* Supplied records *
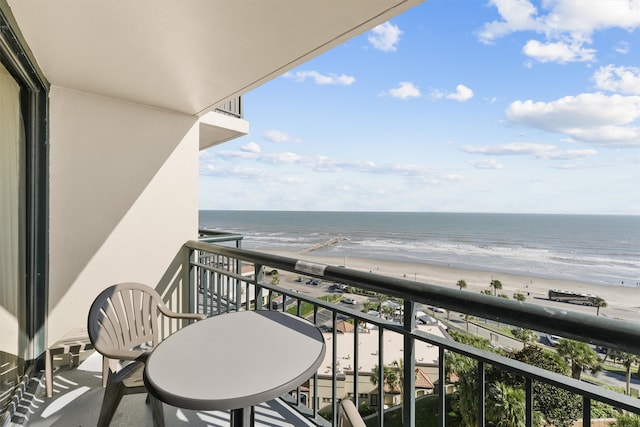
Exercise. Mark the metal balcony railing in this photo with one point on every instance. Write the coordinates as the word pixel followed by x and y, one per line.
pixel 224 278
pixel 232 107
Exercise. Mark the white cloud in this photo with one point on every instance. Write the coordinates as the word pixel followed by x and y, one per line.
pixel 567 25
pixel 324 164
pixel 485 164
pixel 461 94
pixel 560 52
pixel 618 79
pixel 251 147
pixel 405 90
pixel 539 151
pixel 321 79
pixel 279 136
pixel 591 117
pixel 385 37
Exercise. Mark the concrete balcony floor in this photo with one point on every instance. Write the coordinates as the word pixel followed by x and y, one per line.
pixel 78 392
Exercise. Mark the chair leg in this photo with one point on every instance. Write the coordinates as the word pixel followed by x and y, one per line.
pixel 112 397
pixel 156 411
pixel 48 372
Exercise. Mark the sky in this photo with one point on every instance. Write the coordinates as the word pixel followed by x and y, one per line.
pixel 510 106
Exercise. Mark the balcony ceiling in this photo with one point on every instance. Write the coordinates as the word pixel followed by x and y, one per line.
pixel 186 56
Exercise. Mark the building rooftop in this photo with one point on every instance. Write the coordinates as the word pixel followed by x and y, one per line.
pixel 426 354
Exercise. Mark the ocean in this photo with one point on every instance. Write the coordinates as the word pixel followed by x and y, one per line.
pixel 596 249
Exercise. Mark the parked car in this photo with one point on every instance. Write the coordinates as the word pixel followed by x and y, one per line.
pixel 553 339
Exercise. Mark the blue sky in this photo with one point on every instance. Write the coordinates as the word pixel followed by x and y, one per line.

* Problem to solve *
Set out every line of the listing above as a numbered list, skipping any blank lines and leaving out the pictures.

* Completed task *
1. Exercise. Mark the metal balcony railing in this photo with one point on every instance. Write the coordinates as the word pixel followed by x and y, one per line.
2. pixel 224 278
3. pixel 232 107
4. Exercise. Mark the white cloud in this photo with one point on every instance. Write the coordinates as the word pixel followed by x and y, one per line.
5. pixel 567 25
6. pixel 324 164
7. pixel 485 164
8. pixel 461 94
9. pixel 560 52
10. pixel 618 79
11. pixel 251 147
12. pixel 405 90
13. pixel 539 151
14. pixel 321 79
15. pixel 279 136
16. pixel 591 117
17. pixel 385 37
18. Exercise. Mark the concrete balcony floor in this photo with one point on every instance. Write the coordinates as the word pixel followed by x and y, one per line.
19. pixel 78 392
20. Exercise. Mark the chair leg in this photo with one point on every instance. Write the coordinates as the word pixel followed by x and y, one per line.
21. pixel 112 397
22. pixel 156 411
23. pixel 48 372
24. Exercise. Mark the sky in this photo with one point on every instance. Write the coordinates as the word pixel followed by x and y, one per line.
25. pixel 510 106
26. Exercise. Mark the balcony ceiling in this photo with one point on every instance. Write the coordinates as the word pixel followed by x and y, one per line.
27. pixel 186 56
28. Exercise. Mark the building rooftop in this photo with one point on every instance. Write the coordinates as the word pixel followed by x and y, one per line.
29. pixel 426 354
30. Exercise. Mark the ocean in this photo with one point on every instance. Write the coordinates as the word pixel followed by x and y, one per line.
31. pixel 596 249
32. Exercise. Mark the parked car in this photo with one point on every instance. Write the coordinates as the word pixel followed by x and y, one per line.
33. pixel 553 339
34. Exercise. Mark the blue sky in this photo with one point on every instance. Write the coordinates as the word pixel followed by x and y, one per line.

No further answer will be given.